### Challenge
Extract the stretch of the listing below from the line containing "Locate every instance of the player's" through the end of the listing, both ends included, and reproduce it verbatim.

### Exercise inputs
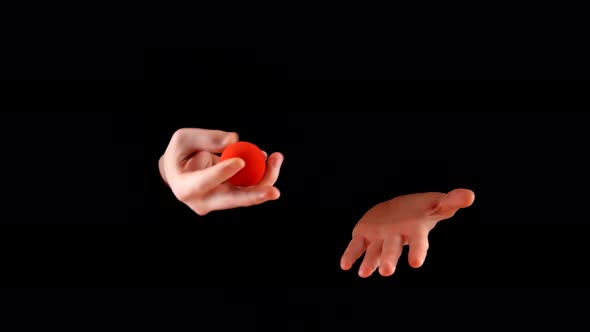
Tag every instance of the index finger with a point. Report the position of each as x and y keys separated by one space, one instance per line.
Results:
x=204 y=180
x=188 y=140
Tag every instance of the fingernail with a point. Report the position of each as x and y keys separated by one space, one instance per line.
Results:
x=239 y=163
x=277 y=163
x=230 y=138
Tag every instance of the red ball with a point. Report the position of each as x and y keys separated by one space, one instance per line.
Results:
x=255 y=167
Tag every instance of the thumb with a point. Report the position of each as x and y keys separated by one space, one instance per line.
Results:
x=455 y=200
x=186 y=141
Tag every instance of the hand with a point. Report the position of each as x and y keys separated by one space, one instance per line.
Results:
x=191 y=168
x=405 y=220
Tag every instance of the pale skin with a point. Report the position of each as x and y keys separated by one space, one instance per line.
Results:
x=191 y=168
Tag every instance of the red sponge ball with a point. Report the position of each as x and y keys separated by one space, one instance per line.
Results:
x=255 y=167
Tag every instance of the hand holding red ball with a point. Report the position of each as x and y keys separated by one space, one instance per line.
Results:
x=255 y=160
x=205 y=181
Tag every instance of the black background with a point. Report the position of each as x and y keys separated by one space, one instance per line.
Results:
x=86 y=206
x=86 y=219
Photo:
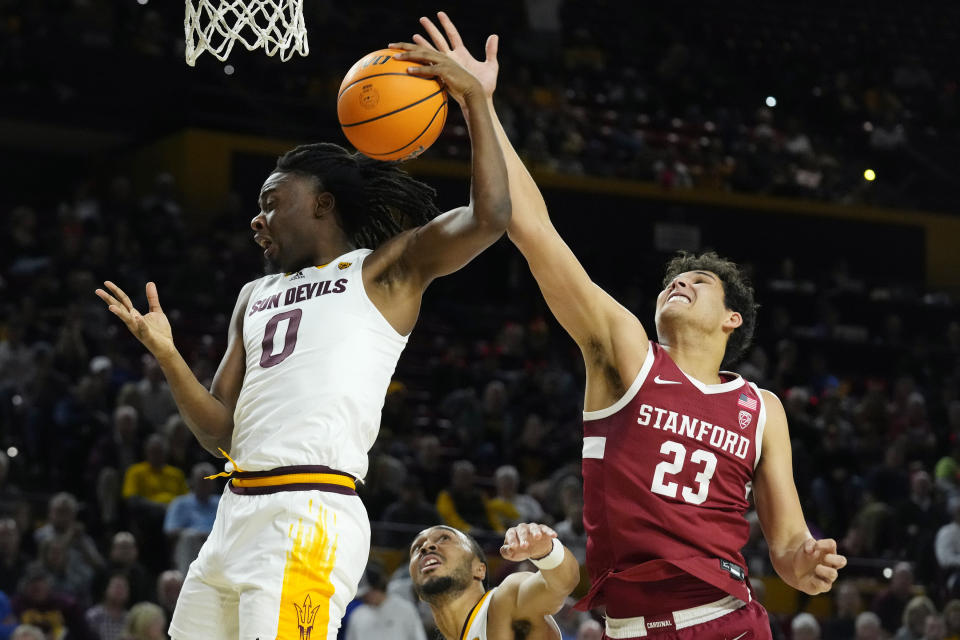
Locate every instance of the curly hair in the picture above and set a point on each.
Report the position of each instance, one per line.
(737, 295)
(376, 200)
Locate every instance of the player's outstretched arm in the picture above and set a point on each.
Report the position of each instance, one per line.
(208, 414)
(451, 240)
(589, 315)
(804, 563)
(543, 592)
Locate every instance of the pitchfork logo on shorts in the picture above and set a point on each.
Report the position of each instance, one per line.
(305, 616)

### The result
Locate every instance of the player's outstretched arm in the picture above and set a point on each.
Report the position of each instance, one per line.
(208, 414)
(451, 240)
(589, 315)
(804, 563)
(543, 592)
Locate every instance of the pitchfork logo on shorts in the picture above and set a point on each.
Report the position of each instance, one per line.
(305, 616)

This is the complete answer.